Goal: Express the rows below as a two-column CSV with the header instruction,outline. Give one line per row, with the full request text in one quoted field and all of its reply SVG paths in the other, replace line breaks with spaces, and omit the pictures.

Input data:
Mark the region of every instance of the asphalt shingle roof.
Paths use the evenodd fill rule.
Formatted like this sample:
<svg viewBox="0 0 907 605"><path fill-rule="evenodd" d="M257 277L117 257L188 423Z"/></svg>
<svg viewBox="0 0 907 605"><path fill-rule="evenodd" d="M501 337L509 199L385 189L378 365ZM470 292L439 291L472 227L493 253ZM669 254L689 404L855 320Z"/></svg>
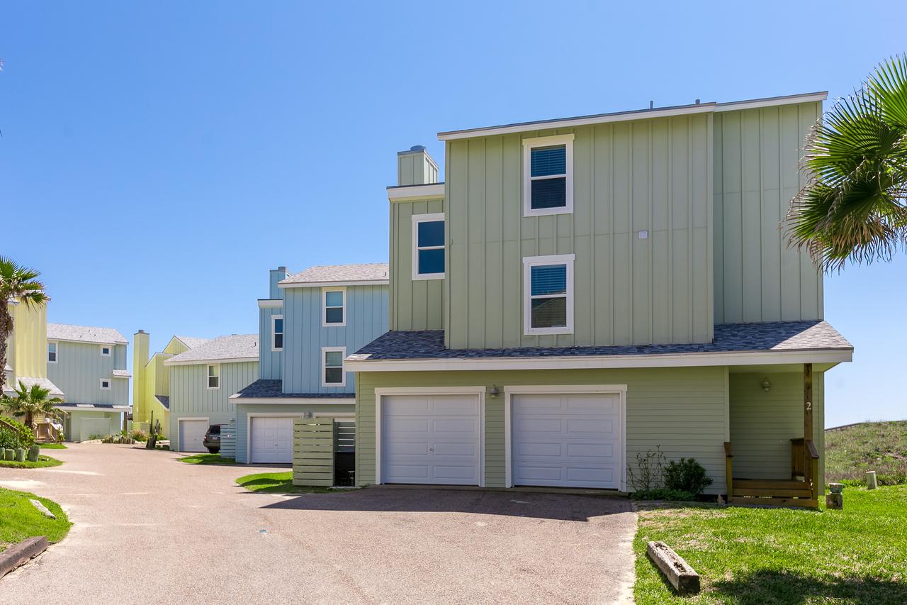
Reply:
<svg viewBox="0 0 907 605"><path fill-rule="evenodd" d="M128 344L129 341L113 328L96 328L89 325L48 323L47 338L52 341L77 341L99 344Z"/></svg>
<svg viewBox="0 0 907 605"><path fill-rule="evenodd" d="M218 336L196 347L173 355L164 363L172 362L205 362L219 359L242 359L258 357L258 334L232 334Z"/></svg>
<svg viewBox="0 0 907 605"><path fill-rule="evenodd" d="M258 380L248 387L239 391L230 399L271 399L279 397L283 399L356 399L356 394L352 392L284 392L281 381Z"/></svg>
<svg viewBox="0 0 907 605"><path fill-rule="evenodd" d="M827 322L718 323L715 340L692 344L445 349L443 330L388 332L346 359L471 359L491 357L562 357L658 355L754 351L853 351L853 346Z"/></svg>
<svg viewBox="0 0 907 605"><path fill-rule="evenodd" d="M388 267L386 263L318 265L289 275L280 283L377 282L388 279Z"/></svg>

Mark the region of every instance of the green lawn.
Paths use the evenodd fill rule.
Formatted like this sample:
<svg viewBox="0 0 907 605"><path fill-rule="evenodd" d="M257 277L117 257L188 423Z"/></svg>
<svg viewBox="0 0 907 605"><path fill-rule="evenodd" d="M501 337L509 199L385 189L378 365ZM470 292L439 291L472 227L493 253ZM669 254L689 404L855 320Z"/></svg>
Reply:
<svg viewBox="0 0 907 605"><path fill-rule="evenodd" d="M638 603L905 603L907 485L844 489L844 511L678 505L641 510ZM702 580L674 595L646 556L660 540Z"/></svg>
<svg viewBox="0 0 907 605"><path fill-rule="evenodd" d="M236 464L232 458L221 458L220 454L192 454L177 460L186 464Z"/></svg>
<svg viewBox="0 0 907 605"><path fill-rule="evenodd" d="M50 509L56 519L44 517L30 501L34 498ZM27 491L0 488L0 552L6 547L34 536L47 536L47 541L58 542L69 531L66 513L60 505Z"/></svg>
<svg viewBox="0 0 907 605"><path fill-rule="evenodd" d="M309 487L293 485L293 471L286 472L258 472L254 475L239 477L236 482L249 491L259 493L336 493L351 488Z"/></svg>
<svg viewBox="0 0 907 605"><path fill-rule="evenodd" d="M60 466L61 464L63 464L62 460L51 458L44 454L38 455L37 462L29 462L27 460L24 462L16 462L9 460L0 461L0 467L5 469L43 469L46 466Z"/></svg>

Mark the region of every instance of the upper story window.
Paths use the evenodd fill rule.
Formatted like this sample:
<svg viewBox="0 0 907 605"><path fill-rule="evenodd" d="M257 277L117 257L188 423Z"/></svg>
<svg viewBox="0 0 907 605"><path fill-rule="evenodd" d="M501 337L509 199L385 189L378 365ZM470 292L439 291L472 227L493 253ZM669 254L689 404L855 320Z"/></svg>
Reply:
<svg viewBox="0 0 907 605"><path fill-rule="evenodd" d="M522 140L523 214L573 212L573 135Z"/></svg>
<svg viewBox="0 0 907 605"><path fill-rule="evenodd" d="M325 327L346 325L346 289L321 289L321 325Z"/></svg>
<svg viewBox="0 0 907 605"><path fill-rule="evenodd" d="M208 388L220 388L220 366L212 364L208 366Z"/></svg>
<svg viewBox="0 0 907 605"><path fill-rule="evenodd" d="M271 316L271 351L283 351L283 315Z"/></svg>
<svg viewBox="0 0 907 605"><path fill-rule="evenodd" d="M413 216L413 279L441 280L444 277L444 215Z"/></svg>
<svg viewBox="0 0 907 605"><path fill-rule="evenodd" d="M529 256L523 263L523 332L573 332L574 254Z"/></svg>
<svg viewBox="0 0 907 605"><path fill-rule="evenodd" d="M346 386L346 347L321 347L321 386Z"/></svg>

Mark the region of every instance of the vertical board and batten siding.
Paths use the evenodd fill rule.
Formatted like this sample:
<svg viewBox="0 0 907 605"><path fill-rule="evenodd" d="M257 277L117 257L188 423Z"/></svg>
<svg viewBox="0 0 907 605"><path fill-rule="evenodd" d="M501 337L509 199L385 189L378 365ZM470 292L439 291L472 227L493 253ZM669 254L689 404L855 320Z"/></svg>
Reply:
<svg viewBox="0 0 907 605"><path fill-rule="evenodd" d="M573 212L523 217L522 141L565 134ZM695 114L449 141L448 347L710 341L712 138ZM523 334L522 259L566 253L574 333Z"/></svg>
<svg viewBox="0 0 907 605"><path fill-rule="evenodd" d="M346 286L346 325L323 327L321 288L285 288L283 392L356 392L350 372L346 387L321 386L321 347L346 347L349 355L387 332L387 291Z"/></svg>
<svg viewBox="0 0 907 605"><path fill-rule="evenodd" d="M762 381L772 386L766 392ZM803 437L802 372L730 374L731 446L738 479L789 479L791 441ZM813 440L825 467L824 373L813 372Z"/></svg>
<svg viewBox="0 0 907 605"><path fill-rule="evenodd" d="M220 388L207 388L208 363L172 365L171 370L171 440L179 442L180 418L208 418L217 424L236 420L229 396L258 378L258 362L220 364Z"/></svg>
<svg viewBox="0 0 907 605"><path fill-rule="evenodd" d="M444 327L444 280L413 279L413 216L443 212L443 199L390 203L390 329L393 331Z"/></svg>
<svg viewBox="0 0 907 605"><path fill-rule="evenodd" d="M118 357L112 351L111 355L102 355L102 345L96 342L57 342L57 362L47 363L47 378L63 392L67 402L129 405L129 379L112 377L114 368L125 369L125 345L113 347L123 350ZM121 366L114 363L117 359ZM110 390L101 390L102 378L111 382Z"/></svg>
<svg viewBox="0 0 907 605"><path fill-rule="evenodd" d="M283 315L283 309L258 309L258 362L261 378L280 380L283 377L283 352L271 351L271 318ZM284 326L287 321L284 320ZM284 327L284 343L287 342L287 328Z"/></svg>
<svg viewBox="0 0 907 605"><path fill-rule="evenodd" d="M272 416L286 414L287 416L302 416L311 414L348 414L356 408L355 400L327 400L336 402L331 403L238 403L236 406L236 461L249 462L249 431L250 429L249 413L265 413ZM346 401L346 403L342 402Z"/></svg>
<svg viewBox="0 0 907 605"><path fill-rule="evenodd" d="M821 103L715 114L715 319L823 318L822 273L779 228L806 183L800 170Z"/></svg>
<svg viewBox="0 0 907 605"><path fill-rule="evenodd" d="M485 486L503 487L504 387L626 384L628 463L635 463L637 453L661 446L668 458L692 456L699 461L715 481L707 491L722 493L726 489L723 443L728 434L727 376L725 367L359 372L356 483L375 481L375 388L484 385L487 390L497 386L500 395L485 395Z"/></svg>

Finished answer:
instruction,outline
"Mark the region of every instance of the asphalt shingle roof. Paths use the evenodd fill rule. Formatted like this sample: <svg viewBox=""0 0 907 605""><path fill-rule=""evenodd"" d=""M257 277L117 257L188 423Z""/></svg> <svg viewBox=""0 0 907 605""><path fill-rule=""evenodd"" d=""M501 337L509 199L385 189L378 365ZM470 292L439 291L472 227L493 253ZM669 254L689 404L855 320Z""/></svg> Reply:","<svg viewBox=""0 0 907 605""><path fill-rule=""evenodd"" d=""M128 344L129 341L113 328L96 328L89 325L48 323L47 338L52 341L77 341L99 344Z""/></svg> <svg viewBox=""0 0 907 605""><path fill-rule=""evenodd"" d=""M218 336L196 347L173 355L164 363L172 362L205 362L219 359L242 359L258 357L258 334L232 334Z""/></svg> <svg viewBox=""0 0 907 605""><path fill-rule=""evenodd"" d=""M258 380L248 387L239 391L230 399L271 399L279 397L283 399L356 399L356 394L352 392L284 392L281 381Z""/></svg> <svg viewBox=""0 0 907 605""><path fill-rule=""evenodd"" d=""M827 322L718 323L715 340L692 344L445 349L443 330L388 332L346 359L471 359L491 357L562 357L658 355L754 351L853 351L853 346Z""/></svg> <svg viewBox=""0 0 907 605""><path fill-rule=""evenodd"" d=""M388 267L386 263L318 265L289 275L280 283L377 282L388 279Z""/></svg>"
"Mark the region of every instance of the green lawn. Paths use the evenodd fill rule. Formatted like this sample: <svg viewBox=""0 0 907 605""><path fill-rule=""evenodd"" d=""M257 277L117 257L188 423Z""/></svg> <svg viewBox=""0 0 907 605""><path fill-rule=""evenodd"" d=""M501 337L509 199L385 189L378 365ZM470 292L439 291L472 227L493 253ZM669 254L689 404L855 320Z""/></svg> Reply:","<svg viewBox=""0 0 907 605""><path fill-rule=""evenodd"" d=""M638 603L905 603L907 485L844 489L844 511L678 505L641 510ZM702 580L674 595L646 556L660 540Z""/></svg> <svg viewBox=""0 0 907 605""><path fill-rule=""evenodd"" d=""M236 464L232 458L221 458L220 454L192 454L177 460L186 464Z""/></svg> <svg viewBox=""0 0 907 605""><path fill-rule=""evenodd"" d=""M50 509L56 519L44 517L30 501L34 498ZM27 491L0 488L0 552L6 547L34 536L47 536L47 541L58 542L69 531L66 513L60 505Z""/></svg> <svg viewBox=""0 0 907 605""><path fill-rule=""evenodd"" d=""M309 487L293 485L293 471L286 472L258 472L254 475L239 477L236 482L249 491L259 493L336 493L351 488Z""/></svg> <svg viewBox=""0 0 907 605""><path fill-rule=""evenodd"" d=""M60 466L61 464L63 464L62 460L51 458L44 454L38 455L37 462L29 462L27 460L24 462L16 462L9 460L0 461L0 467L5 469L43 469L46 466Z""/></svg>"
"Mark the region of every instance of the upper story window. Paths use the evenodd fill rule. Formatted like this sample: <svg viewBox=""0 0 907 605""><path fill-rule=""evenodd"" d=""M257 277L117 257L188 423Z""/></svg> <svg viewBox=""0 0 907 605""><path fill-rule=""evenodd"" d=""M501 337L509 199L385 189L378 365ZM470 292L439 291L472 227L493 253ZM669 254L689 404L855 320Z""/></svg> Reply:","<svg viewBox=""0 0 907 605""><path fill-rule=""evenodd"" d=""M522 140L523 214L573 212L573 135Z""/></svg> <svg viewBox=""0 0 907 605""><path fill-rule=""evenodd"" d=""M325 327L346 325L346 289L321 289L321 325Z""/></svg> <svg viewBox=""0 0 907 605""><path fill-rule=""evenodd"" d=""M208 388L220 388L220 366L212 364L208 366Z""/></svg> <svg viewBox=""0 0 907 605""><path fill-rule=""evenodd"" d=""M271 316L271 351L283 351L283 315Z""/></svg> <svg viewBox=""0 0 907 605""><path fill-rule=""evenodd"" d=""M413 216L413 279L441 280L444 277L444 215Z""/></svg> <svg viewBox=""0 0 907 605""><path fill-rule=""evenodd"" d=""M529 256L523 263L523 332L573 332L574 254Z""/></svg> <svg viewBox=""0 0 907 605""><path fill-rule=""evenodd"" d=""M346 386L346 347L321 347L321 386Z""/></svg>"
"Mark the region of every instance of the vertical board and batten siding. Paths use the evenodd fill rule. Formatted like this sample: <svg viewBox=""0 0 907 605""><path fill-rule=""evenodd"" d=""M257 277L117 257L188 423Z""/></svg> <svg viewBox=""0 0 907 605""><path fill-rule=""evenodd"" d=""M501 337L509 199L385 189L378 365ZM470 292L439 291L472 227L493 253ZM669 254L689 404L855 320Z""/></svg> Reply:","<svg viewBox=""0 0 907 605""><path fill-rule=""evenodd"" d=""M573 212L523 217L522 141L565 134ZM695 114L449 141L448 347L710 341L712 138ZM523 334L522 259L566 253L574 333Z""/></svg> <svg viewBox=""0 0 907 605""><path fill-rule=""evenodd"" d=""M346 286L346 325L323 327L321 288L285 288L283 392L356 392L350 372L346 387L321 386L321 347L346 347L349 355L387 332L387 291Z""/></svg> <svg viewBox=""0 0 907 605""><path fill-rule=""evenodd"" d=""M762 381L772 386L766 392ZM803 437L802 372L730 374L731 446L738 479L789 479L791 441ZM813 440L825 467L824 373L813 372Z""/></svg> <svg viewBox=""0 0 907 605""><path fill-rule=""evenodd"" d=""M220 388L207 388L208 363L172 365L171 370L171 440L179 442L180 418L208 418L217 424L236 420L229 396L258 378L258 362L220 364Z""/></svg> <svg viewBox=""0 0 907 605""><path fill-rule=""evenodd"" d=""M444 327L444 280L413 279L413 216L443 212L443 199L390 203L390 329L393 331Z""/></svg> <svg viewBox=""0 0 907 605""><path fill-rule=""evenodd"" d=""M118 357L112 351L111 355L102 355L102 345L96 342L57 342L57 362L47 363L47 378L63 392L67 402L129 405L129 379L112 377L114 368L125 369L125 345L113 347L123 350ZM121 366L114 363L117 359ZM110 390L101 390L102 378L111 382Z""/></svg> <svg viewBox=""0 0 907 605""><path fill-rule=""evenodd"" d=""M283 315L283 309L258 309L258 362L261 378L280 380L283 377L283 352L271 351L271 318ZM284 326L287 321L284 320ZM284 327L284 343L287 342L287 328Z""/></svg> <svg viewBox=""0 0 907 605""><path fill-rule=""evenodd"" d=""M272 416L286 414L287 416L302 416L311 414L348 414L356 408L355 400L327 400L336 402L331 403L238 403L236 406L236 461L249 462L249 431L250 429L249 413L265 413ZM346 401L346 403L342 402Z""/></svg> <svg viewBox=""0 0 907 605""><path fill-rule=""evenodd"" d=""M821 103L715 114L715 319L823 318L822 273L779 228L806 183L800 170Z""/></svg> <svg viewBox=""0 0 907 605""><path fill-rule=""evenodd"" d=""M485 486L503 487L504 387L626 384L628 463L635 463L637 453L661 446L668 458L692 456L699 461L715 481L707 491L722 493L726 489L723 443L728 434L727 376L725 367L359 372L356 483L375 481L375 388L484 385L487 390L497 386L500 395L485 395Z""/></svg>"